Transcribe exactly the line in which "Target: black chair" occurs, plus every line that comes after it up to the end of the entries.

[[ Source data open ]]

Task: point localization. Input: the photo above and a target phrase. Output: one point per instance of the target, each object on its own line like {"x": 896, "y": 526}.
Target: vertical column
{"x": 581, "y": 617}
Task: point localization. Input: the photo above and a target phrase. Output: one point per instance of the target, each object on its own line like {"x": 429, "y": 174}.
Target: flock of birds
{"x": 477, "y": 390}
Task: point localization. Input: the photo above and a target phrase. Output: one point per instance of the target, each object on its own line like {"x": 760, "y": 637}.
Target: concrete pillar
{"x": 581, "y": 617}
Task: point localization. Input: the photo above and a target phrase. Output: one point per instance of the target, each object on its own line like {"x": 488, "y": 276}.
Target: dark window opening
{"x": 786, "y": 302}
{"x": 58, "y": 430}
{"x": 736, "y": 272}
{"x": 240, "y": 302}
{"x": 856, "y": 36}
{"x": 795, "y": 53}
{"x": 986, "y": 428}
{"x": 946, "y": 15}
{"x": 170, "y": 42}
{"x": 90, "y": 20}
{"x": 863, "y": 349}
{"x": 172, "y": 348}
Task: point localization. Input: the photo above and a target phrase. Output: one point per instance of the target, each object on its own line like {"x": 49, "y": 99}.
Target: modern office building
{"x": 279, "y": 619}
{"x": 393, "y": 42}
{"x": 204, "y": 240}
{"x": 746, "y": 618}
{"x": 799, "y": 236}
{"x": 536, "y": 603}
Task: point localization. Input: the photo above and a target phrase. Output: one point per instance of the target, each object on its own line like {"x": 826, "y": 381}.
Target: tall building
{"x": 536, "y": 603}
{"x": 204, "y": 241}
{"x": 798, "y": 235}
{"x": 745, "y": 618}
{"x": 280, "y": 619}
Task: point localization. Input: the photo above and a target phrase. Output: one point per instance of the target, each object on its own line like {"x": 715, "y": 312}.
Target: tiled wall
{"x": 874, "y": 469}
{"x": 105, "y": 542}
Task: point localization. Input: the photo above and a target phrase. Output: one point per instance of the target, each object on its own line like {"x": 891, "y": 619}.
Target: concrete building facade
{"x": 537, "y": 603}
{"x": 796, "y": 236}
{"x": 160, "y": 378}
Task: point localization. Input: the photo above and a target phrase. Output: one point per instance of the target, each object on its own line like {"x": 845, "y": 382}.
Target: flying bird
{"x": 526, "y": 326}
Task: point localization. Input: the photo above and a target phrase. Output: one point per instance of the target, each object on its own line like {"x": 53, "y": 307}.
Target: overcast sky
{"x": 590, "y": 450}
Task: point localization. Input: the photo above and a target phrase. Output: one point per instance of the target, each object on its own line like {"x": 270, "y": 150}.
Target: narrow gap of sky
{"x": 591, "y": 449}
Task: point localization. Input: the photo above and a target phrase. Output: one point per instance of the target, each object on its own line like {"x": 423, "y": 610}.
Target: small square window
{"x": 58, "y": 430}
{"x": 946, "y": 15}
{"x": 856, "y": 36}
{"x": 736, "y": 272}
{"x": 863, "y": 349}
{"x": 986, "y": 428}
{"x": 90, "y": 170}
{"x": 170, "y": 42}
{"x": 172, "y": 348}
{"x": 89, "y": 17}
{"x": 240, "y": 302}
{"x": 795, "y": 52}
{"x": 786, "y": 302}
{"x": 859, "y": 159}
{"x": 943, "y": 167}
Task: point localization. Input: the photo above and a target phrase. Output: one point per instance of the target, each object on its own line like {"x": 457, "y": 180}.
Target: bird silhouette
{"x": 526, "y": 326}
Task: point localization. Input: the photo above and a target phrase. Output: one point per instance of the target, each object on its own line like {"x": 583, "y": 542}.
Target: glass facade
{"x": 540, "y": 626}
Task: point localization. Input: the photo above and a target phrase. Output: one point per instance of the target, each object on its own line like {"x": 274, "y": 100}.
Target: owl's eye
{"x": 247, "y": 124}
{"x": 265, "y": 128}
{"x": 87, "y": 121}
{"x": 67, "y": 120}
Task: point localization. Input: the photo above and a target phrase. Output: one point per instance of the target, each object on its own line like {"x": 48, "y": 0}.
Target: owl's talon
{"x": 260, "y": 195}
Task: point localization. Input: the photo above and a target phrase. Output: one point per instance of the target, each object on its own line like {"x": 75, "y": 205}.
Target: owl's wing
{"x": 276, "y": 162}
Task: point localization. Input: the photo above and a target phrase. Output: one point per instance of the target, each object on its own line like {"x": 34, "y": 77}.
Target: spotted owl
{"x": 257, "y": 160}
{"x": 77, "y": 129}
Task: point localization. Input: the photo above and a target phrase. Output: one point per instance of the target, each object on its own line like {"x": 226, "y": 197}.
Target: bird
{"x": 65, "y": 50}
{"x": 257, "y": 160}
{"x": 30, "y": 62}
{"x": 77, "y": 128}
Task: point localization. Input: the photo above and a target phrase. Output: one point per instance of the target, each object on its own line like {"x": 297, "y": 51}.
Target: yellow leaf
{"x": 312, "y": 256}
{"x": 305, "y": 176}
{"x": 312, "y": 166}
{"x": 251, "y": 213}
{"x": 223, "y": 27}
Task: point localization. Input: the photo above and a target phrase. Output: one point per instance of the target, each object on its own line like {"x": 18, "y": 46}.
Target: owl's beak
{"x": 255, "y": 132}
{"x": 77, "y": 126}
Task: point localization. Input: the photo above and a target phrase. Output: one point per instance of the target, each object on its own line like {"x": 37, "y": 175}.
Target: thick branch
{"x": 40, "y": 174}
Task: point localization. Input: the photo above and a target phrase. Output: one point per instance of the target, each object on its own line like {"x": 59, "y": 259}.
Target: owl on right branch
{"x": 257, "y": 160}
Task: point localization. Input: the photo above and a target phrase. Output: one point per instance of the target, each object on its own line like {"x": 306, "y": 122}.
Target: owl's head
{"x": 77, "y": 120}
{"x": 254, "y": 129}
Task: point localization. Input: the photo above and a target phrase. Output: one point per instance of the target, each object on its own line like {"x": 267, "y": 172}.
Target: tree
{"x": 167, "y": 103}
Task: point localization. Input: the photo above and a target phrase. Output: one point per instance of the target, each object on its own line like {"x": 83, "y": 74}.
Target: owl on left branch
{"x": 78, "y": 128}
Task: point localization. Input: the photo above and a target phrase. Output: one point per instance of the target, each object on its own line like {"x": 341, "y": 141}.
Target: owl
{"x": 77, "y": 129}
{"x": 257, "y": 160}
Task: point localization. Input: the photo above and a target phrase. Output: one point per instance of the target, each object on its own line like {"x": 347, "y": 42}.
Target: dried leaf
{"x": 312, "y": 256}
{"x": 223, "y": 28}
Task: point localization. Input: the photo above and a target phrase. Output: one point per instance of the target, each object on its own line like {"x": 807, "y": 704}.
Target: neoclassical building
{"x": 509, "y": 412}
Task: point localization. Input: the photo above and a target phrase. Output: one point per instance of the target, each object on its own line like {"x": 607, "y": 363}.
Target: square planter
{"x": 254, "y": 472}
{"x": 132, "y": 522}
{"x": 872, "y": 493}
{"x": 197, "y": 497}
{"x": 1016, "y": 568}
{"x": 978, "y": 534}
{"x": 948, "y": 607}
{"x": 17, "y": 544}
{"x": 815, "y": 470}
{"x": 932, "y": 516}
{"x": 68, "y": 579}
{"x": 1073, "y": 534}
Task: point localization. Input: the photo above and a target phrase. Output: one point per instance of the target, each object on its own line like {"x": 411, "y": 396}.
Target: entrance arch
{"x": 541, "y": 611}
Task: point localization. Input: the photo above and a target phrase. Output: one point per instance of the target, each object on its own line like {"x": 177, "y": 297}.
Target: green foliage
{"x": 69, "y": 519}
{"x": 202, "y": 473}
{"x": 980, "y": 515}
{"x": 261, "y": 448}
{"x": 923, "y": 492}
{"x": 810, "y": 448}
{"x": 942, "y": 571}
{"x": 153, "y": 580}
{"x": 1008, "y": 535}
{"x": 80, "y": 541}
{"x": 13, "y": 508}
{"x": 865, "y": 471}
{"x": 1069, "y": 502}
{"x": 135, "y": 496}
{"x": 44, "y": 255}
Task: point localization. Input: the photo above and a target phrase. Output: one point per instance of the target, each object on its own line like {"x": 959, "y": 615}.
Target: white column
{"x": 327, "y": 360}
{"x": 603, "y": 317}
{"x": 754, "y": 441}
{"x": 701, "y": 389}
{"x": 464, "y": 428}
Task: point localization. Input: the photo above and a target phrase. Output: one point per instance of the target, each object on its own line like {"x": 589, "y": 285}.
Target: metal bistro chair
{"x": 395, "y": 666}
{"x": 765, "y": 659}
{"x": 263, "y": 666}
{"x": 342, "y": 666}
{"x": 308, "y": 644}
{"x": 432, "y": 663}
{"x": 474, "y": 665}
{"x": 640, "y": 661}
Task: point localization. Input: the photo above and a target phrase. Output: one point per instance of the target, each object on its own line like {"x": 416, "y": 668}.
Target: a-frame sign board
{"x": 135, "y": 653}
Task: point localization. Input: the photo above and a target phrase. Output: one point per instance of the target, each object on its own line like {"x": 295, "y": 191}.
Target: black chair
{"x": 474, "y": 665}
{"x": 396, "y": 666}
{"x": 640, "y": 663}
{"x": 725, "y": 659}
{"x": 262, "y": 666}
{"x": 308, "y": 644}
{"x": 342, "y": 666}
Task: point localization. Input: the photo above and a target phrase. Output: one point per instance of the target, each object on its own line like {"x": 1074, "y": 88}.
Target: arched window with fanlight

[[ Source data closed ]]

** Result for this exercise **
Target: black chair
{"x": 474, "y": 665}
{"x": 396, "y": 666}
{"x": 640, "y": 663}
{"x": 725, "y": 659}
{"x": 262, "y": 666}
{"x": 308, "y": 644}
{"x": 342, "y": 666}
Task: point localization. Input: the photo above and a target phrase. Output: one point per instance of the target, each object on its own line like {"x": 1074, "y": 88}.
Target: arched window with fanlight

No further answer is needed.